====== EXTRAIT DU TEXTE ======

Mais elles ne sont encore entrées en vigueur ! Comment auraient-elles pu surcharger les juridictions ?La vérité est que l'encombrement des juridictions diminue.
Au cours des trois dernières années, les affaires civiles nouvelles dans les TGI comme en appel, on diminué de 10%. Cette baisse n'a pas été compensée par l'activité pénale qui n'a augmenté que de 2%.
L'objectivité conduit à constater que la pression a diminué, avec les arrivées massives de magistrats sur le terrain et la baisse du contentieux.
Certes, les juridictions avaient besoin de souffler après la terrible période 1992-1996, pendant laquelle le contentieux civil des cours d'appel avait augmenté de 20% et celui des TGI de 30%, sans créations de postes ni recrutements massifs.
Mais, me dira-t-on, si tout va bien, pourquoi cette agitation ?

======

(EXERCICE 1) Reprenez les lignes fournies, de la ligne contenant « as [219, 46]. » jusqu'à la dernière de ces lignes, en remplaçant « chrome faucet » par « brass faucet » et sans rien modifier d'autre.

====== LIGNES FOURNIES ======

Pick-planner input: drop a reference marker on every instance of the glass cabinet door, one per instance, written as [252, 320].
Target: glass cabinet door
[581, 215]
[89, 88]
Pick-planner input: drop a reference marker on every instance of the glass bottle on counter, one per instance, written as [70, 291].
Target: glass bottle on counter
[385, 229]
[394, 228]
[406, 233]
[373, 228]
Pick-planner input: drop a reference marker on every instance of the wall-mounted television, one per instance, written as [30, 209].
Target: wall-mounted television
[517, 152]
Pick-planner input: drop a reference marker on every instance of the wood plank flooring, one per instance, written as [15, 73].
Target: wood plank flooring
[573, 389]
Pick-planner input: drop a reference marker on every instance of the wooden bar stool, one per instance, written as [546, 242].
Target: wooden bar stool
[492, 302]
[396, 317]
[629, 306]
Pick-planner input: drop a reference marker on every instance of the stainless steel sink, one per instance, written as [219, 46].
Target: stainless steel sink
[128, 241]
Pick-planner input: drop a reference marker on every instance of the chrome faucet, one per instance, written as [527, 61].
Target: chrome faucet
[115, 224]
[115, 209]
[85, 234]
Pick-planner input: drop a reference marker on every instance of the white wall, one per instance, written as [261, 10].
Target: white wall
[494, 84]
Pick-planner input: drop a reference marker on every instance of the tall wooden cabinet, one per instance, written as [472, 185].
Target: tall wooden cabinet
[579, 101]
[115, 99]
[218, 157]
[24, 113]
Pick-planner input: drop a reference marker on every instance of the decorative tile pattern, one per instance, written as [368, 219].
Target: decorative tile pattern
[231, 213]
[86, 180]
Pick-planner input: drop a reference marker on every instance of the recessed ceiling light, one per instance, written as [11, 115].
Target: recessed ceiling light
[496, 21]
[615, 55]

======

(EXERCICE 2) Veuillez transcrire à l'identique le passage de l'extrait sur les juridictions qui va de « Mais elles ne » à « des juridictions diminue. ».

(RÉSULTAT 1)
Pick-planner input: drop a reference marker on every instance of the stainless steel sink, one per instance, written as [219, 46].
Target: stainless steel sink
[128, 241]
Pick-planner input: drop a reference marker on every instance of the brass faucet, one per instance, written as [527, 61].
Target: brass faucet
[115, 224]
[115, 209]
[85, 234]
Pick-planner input: drop a reference marker on every instance of the white wall, one per instance, written as [261, 10].
Target: white wall
[494, 84]
Pick-planner input: drop a reference marker on every instance of the tall wooden cabinet, one per instance, written as [472, 185].
Target: tall wooden cabinet
[579, 101]
[115, 99]
[218, 157]
[24, 113]
Pick-planner input: drop a reference marker on every instance of the decorative tile pattern, one per instance, written as [368, 219].
Target: decorative tile pattern
[231, 213]
[86, 180]
Pick-planner input: drop a reference marker on every instance of the recessed ceiling light, one per instance, written as [11, 115].
Target: recessed ceiling light
[496, 21]
[615, 55]

(RÉSULTAT 2)
Mais elles ne sont encore entrées en vigueur ! Comment auraient-elles pu surcharger les juridictions ?La vérité est que l'encombrement des juridictions diminue.